* **Available data**
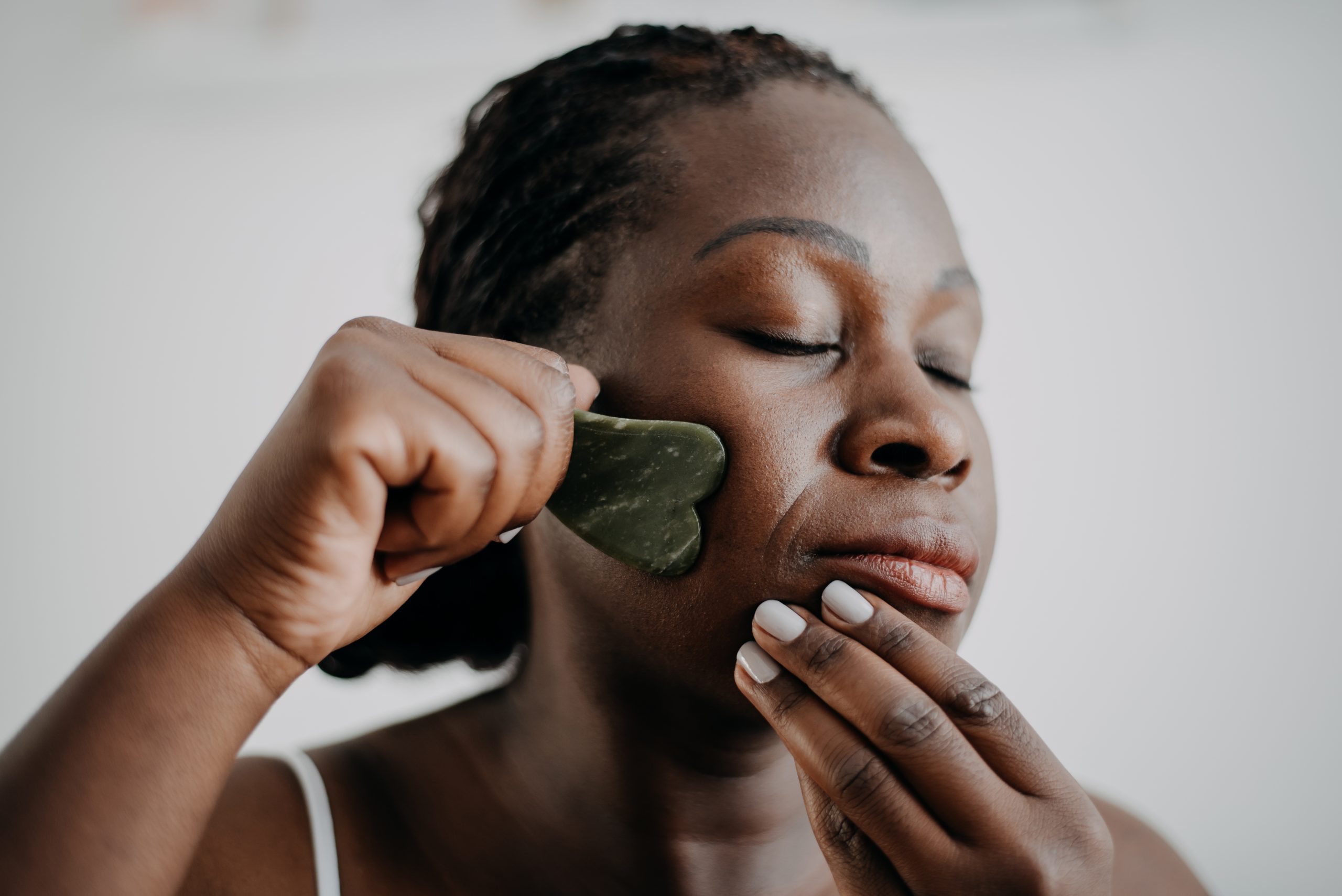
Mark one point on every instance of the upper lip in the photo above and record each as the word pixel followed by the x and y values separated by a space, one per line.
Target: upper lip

--

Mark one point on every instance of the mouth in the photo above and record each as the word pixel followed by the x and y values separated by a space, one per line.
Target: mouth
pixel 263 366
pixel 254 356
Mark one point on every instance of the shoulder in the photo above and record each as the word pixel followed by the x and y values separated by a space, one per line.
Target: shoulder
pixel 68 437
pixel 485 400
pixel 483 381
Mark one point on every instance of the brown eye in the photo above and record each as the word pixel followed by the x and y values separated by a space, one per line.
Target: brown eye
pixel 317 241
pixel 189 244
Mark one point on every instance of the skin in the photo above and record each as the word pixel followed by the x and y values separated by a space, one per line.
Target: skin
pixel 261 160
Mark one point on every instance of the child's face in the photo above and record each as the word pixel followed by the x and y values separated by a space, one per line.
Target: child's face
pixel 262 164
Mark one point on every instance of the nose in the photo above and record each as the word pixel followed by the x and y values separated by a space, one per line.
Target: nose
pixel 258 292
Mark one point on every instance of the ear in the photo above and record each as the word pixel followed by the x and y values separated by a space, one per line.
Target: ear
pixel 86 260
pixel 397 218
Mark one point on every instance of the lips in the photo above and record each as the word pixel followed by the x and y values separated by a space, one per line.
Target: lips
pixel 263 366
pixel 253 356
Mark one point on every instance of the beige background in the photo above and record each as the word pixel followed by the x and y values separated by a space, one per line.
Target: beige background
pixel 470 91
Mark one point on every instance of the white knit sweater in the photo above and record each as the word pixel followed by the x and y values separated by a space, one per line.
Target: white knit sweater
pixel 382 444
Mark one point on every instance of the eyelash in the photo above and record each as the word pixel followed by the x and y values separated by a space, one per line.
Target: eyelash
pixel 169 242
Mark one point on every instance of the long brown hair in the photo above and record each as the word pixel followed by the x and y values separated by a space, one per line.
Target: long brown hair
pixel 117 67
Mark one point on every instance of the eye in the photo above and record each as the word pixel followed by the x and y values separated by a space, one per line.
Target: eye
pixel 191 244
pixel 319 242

---

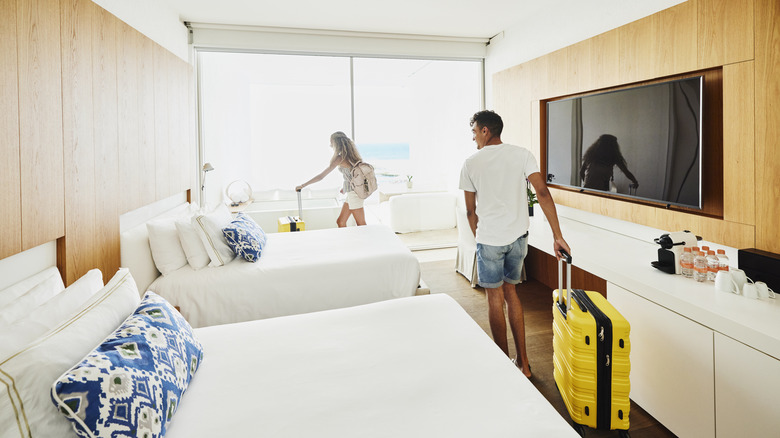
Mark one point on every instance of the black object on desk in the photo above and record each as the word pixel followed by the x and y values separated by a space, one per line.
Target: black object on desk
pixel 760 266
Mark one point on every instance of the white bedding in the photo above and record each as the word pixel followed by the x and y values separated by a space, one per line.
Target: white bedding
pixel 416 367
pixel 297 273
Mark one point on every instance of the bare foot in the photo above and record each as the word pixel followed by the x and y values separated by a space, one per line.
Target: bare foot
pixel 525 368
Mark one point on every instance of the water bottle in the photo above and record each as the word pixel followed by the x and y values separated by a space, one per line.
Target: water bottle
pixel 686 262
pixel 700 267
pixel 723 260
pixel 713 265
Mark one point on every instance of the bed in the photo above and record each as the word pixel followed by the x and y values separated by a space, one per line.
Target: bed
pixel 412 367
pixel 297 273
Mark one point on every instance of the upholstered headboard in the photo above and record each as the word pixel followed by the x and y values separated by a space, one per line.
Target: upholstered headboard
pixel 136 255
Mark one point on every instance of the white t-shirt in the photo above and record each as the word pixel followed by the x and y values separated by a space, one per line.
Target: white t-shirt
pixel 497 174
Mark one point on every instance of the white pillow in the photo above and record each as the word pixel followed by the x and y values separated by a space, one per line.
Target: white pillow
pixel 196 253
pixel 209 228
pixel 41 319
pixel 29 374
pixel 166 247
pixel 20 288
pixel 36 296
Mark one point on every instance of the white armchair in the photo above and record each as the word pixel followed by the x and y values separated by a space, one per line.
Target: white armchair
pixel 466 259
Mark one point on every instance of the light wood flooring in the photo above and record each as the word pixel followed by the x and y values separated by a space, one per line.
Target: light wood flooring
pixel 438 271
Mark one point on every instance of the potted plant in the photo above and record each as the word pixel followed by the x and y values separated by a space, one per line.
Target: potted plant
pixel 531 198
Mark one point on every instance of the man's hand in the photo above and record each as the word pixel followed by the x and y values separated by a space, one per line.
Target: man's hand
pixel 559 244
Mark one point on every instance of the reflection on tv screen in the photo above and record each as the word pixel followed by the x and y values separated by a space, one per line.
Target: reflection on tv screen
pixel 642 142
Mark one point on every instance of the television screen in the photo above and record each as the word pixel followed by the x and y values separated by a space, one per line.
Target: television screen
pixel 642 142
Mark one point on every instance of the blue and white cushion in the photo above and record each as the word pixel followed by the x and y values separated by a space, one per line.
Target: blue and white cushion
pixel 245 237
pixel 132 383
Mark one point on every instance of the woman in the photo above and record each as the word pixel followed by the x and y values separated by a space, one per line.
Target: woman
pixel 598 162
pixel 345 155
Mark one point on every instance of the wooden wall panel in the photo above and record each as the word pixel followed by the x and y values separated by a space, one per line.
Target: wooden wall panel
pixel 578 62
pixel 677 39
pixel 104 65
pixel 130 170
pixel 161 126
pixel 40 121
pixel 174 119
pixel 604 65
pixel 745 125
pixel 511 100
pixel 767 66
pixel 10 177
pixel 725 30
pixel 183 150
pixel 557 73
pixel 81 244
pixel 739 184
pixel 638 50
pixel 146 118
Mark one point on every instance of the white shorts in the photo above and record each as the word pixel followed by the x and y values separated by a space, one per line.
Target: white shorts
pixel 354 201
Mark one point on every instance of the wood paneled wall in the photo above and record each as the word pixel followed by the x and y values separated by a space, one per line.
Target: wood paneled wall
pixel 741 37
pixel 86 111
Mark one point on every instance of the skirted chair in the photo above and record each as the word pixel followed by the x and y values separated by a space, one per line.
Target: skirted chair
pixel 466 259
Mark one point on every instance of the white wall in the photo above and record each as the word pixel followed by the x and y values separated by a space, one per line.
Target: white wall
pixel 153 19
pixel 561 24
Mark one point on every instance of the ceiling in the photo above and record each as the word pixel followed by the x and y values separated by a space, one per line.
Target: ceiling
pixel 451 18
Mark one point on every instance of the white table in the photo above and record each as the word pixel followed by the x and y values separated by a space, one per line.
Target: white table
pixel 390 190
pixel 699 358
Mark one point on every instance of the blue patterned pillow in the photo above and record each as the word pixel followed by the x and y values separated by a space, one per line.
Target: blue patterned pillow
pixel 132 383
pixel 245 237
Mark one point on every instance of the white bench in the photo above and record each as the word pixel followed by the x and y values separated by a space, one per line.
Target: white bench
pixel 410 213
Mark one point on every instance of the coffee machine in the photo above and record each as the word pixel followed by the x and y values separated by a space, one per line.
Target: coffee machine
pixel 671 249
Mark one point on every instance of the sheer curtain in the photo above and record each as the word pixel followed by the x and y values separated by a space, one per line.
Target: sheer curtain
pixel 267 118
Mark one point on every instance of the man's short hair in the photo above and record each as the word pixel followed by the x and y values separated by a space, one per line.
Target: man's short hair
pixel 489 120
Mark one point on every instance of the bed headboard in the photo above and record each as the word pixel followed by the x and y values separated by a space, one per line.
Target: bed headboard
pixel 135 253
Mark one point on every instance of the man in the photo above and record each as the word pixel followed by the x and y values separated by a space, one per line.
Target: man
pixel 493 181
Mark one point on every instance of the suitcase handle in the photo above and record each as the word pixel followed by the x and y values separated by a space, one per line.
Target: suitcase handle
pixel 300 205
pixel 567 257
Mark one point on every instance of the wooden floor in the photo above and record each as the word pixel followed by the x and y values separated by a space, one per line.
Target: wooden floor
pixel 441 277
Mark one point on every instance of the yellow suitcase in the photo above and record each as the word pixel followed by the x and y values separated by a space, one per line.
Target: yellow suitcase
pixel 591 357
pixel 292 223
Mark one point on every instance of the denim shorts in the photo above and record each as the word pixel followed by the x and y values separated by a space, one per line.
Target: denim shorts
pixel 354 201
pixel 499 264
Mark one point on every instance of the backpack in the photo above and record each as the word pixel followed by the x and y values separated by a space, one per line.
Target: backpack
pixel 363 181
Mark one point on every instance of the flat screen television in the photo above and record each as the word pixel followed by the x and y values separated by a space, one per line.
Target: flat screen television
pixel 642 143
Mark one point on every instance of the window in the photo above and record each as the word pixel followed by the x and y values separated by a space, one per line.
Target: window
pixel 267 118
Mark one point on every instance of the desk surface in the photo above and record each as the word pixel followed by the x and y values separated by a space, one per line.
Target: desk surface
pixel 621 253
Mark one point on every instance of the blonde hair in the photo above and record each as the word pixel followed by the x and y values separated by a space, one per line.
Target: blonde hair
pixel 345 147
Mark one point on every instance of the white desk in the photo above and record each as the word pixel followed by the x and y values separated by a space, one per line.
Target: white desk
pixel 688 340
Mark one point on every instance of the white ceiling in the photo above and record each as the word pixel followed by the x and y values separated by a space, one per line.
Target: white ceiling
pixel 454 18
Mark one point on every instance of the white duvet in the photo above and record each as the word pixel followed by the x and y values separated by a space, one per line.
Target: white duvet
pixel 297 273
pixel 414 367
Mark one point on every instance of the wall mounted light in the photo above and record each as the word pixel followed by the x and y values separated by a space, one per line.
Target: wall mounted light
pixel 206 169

* **Assignment**
Copy only this part of the entries above: the line with "Mark one point on every instance of the upper", the line with "Target: upper lip", and the lines between, all exactly as written.

* **Output of the task**
Mark one point on every instance of the upper lip in the photo above and record each as the word pixel followed by the x and y values separated by a space, one per line.
Target: upper lip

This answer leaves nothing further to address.